Example: Suppose you have $x = 45$ Successes out of $n = 50$ Bernoulli trials. You wish to test $H_0: p= 0.5$ against $H_a: p \ne 0.5.$ Then $p$ is estimated as $\hat p = 45/50 = 0.9.$ Clearly, $0.9$ is different from $0.5,$ but the question is whether the difference is large enough to be significant based on $n = 50$ trials.

Approximate normal test. The test statistic is $z = \frac{\hat p-.5} { \sqrt\frac{ (.5)(.5)}{50} } = 5.657.$

z = (.9-.5)/sqrt(.25/50);  z
[1] 5.656854

Because a standard normal random variable $Z$ has $P(!Z|\ge 1.96) = 0.05,$ we reject $H_0$ at the 5% level, if our observed $z$ has $|z|\ge 1.96.$ Because our observed $z = 5.657,$ we reject $H_0.$

The P-value of the test is the probability of a more extreme value of $z$ than we observed: $P(|z| \ge 5.656854) \approx 0.$ So, if the true value of $p$ is $1/2,$ then it is almost impossible to get an observed $\hat p$ so far from $1/2$ (in either direction).

2*pnorm(-5.656854)
[1] 1.541728e-08

An exact binomial test uses suitable values $L$ and $U$ such that $X\sim\mathsf{Binom}(n=50, p=.5)$ has $P(X \le L)+P(X \ge U)$ just barely smaller than $0.05.$

Finding the quantiles $.025$ and $.975$ of $\mathsf{Binom}(50, .5)$ is a good start.

qbinom(c(.025,.975), 50, .5)
[1] 18 32

Then with some experimentation in R, we can find that $L =17$ and $U=33,$ so that $P(X \le L)+P(X \ge U) = 0.0328.$ [Because of the discreteness of the binomial distribution, we can't get closer to $5\%$ without going over.]

pbinom(17,50,.5)
[1] 0.01641957
sum(dbinom(33:50,50,.5))
[1] 0.01641957

This exact binomial test is called binom.test in R. [Notes: (1) The null hypothesis $H_0: p = 0.5$ is the default and so need not be specified in the code. (2) Output of the test is a P-value, so the critical values $L$ and $U$ need not be shown. One rejects at the 5% level, if the P-value is smaller than 5%.]

binom.test(45,50)

        Exact binomial test

data:  45 and 50
number of successes = 45, number of trials = 50, 
p-value = 4.21e-09
alternative hypothesis: 
 true probability of success is not equal to 0.5
95 percent confidence interval:
 0.7818646 0.9667249
sample estimates:
probability of success 
                   0.9 

Here is a plot of the PDF of $\mathsf{Binom}(n=50, p=0.5).$ The approximating normal density curve is shown (black) line, and the critical values $L$ and $U$ for the exact binomial test are shown as vertical dotted red lines.

● Source data:
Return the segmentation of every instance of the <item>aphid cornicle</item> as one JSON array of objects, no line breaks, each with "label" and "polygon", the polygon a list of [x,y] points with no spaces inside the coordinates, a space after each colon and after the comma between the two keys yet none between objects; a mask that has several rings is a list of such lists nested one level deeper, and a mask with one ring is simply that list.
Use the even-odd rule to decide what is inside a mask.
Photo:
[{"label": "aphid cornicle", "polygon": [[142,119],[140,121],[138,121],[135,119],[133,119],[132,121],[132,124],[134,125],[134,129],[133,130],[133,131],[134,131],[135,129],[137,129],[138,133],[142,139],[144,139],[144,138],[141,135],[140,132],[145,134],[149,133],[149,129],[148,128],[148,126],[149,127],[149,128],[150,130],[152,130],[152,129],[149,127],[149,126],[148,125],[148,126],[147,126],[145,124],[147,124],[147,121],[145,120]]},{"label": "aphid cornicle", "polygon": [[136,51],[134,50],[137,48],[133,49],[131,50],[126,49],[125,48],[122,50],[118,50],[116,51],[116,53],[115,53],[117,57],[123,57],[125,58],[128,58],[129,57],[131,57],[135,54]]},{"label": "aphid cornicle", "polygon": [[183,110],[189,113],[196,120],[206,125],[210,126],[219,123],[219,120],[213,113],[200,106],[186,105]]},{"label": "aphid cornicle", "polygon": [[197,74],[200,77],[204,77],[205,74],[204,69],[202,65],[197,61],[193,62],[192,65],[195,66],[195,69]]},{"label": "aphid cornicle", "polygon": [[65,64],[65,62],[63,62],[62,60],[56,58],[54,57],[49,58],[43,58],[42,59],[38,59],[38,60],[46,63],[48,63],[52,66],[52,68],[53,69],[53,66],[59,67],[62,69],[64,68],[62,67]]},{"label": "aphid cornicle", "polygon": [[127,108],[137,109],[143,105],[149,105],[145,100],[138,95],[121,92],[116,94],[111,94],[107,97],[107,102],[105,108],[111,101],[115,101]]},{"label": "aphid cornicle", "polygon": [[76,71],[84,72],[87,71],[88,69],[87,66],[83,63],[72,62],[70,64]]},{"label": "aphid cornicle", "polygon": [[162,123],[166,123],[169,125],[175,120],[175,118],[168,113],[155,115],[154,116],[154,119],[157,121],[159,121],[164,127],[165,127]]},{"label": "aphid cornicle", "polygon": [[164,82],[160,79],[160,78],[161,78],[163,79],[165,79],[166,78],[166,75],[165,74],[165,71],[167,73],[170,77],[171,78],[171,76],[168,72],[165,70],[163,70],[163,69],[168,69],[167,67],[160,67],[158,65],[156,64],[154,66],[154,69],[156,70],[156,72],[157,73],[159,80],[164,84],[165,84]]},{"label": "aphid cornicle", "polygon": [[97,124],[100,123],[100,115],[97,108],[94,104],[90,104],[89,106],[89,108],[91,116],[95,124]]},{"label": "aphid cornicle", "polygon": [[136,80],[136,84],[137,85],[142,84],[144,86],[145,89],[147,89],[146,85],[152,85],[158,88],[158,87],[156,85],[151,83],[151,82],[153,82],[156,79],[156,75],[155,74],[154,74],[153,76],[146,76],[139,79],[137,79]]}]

● Short exercise 1:
In the binomial test excerpt, what P-value does binom.test report?
● Short exercise 2:
What R commands does the binomial test excerpt run? List each one as it appears.
● Short exercise 3:
Do these statements agree with the binomial test excerpt? Answer yes or no for each, and quote the deciding words.
(a) The null hypothesis p = 0.5 must be written into the binom.test code.
(b) The plot marks the critical values as vertical dotted red lines.
(c) The output of binom.test is a P-value.

● Answer 1:
4.21e-09

● Answer 2:
- z = (.9-.5)/sqrt(.25/50);  z
- 2*pnorm(-5.656854)
- qbinom(c(.025,.975), 50, .5)
- pbinom(17,50,.5)
- sum(dbinom(33:50,50,.5))
- binom.test(45,50)

● Answer 3:
(a) No: "is the default and so need not be specified in the code."
(b) Yes: "shown as vertical dotted red lines."
(c) Yes: "Output of the test is a P-value"